Work required → Reproduce the litigation update below word for word, from its first sentence to its last.

We have successfully assisted our clients in obtaining and continuing various ex-parte orders for asset preservation and Mareva injunction involving assets in the total sum of over US$27 million and in resisting the defendants’ applications for discharge of the said orders and a stay of the ancillary disclosure order.
The matter involves a dispute of two camps of shareholders over a substantial shipping business worth over US$100 million and claims of unlawful and substantial misappropriation of assets and diversion of business from numerous companies.
This urgent and important application is led by our Partner Mr. Roy Leung, who is assisted by our Senior Associate Mr. Sidney Ho, our Litigation Associates Mr. Mathew Liu, Miss Theresa Law, Ms. Jenny Wong, our Trainee Solicitor Miss Winnie Hui, as well as other members from our Litigation Department.
Our Litigation Department has abundant experience in assisting clients and working with experienced counsel team in dealing with shareholders’ disputes and urgent applications for injunctions and other interim reliefs in order to provide timely protection of our clients’ interest.
We are glad to share our recent experience in conducting a trial using video-conference facilities (“VCF”) in the High Court of Hong Kong.
In Mega Honour Holdings Limited v 李森田 and Others[2021] HKCFI 149, we successfully defended a Taiwanese energy group against claims by a local company representing Mainland investors. One of the highlights is the exceptional use of VCF throughout all factual and expert evidence given outside Hong Kong.

Source information →
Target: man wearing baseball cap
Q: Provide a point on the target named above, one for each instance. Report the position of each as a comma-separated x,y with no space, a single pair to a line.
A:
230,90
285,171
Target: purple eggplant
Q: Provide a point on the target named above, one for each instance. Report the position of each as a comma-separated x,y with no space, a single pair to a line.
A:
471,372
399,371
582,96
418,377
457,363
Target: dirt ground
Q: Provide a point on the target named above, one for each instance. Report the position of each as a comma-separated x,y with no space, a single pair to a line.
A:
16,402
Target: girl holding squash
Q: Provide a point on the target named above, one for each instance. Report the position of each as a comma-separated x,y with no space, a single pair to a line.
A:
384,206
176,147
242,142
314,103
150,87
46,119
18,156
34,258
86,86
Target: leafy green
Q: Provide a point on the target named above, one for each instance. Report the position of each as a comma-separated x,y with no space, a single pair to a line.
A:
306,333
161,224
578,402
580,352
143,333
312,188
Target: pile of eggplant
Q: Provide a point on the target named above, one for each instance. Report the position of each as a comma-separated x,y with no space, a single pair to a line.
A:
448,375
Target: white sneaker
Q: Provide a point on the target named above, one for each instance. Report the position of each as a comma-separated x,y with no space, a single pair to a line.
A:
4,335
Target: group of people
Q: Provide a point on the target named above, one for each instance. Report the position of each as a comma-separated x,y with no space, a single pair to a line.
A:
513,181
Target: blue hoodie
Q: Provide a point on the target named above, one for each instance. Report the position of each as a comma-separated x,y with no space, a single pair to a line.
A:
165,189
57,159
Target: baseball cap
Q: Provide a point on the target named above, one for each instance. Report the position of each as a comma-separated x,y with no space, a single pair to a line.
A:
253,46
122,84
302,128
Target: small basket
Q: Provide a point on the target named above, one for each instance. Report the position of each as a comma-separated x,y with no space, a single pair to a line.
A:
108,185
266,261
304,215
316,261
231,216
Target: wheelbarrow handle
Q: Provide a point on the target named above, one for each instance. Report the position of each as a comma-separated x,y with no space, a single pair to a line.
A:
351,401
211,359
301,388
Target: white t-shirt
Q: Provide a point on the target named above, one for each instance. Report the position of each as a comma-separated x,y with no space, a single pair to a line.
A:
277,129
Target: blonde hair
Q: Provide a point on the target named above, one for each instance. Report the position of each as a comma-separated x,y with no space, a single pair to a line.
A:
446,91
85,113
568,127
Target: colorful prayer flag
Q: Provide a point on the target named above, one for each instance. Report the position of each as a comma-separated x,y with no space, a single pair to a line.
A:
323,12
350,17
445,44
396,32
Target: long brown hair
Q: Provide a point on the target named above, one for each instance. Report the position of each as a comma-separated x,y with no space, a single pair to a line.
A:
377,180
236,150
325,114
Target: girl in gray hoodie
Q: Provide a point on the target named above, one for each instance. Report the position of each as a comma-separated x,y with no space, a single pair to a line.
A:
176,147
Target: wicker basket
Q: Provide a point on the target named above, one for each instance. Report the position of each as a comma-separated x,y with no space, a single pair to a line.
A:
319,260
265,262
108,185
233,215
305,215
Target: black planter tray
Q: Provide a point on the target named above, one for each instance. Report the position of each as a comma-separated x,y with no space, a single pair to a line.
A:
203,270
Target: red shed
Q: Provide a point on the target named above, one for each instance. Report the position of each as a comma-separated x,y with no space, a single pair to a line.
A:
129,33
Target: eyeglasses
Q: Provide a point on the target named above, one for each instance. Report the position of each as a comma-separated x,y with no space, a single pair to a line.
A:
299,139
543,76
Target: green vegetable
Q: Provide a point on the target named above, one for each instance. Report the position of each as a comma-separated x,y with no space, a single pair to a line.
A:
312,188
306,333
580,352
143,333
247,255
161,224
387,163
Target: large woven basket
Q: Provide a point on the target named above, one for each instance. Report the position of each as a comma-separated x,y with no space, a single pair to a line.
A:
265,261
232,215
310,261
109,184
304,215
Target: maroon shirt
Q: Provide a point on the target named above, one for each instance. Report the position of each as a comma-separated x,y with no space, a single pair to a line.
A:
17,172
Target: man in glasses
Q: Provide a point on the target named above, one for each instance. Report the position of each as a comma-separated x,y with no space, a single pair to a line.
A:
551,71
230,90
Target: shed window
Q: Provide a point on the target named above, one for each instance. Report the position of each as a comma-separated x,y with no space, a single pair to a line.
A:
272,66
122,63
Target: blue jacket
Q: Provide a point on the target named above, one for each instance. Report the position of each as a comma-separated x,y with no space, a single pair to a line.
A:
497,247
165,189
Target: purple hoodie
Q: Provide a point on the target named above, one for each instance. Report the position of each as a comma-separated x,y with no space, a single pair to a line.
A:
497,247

Solution to this problem →
We have successfully assisted our clients in obtaining and continuing various ex-parte orders for asset preservation and Mareva injunction involving assets in the total sum of over US$27 million and in resisting the defendants’ applications for discharge of the said orders and a stay of the ancillary disclosure order.
The matter involves a dispute of two camps of shareholders over a substantial shipping business worth over US$100 million and claims of unlawful and substantial misappropriation of assets and diversion of business from numerous companies.
This urgent and important application is led by our Partner Mr. Roy Leung, who is assisted by our Senior Associate Mr. Sidney Ho, our Litigation Associates Mr. Mathew Liu, Miss Theresa Law, Ms. Jenny Wong, our Trainee Solicitor Miss Winnie Hui, as well as other members from our Litigation Department.
Our Litigation Department has abundant experience in assisting clients and working with experienced counsel team in dealing with shareholders’ disputes and urgent applications for injunctions and other interim reliefs in order to provide timely protection of our clients’ interest.
We are glad to share our recent experience in conducting a trial using video-conference facilities (“VCF”) in the High Court of Hong Kong.
In Mega Honour Holdings Limited v 李森田 and Others[2021] HKCFI 149, we successfully defended a Taiwanese energy group against claims by a local company representing Mainland investors. One of the highlights is the exceptional use of VCF throughout all factual and expert evidence given outside Hong Kong.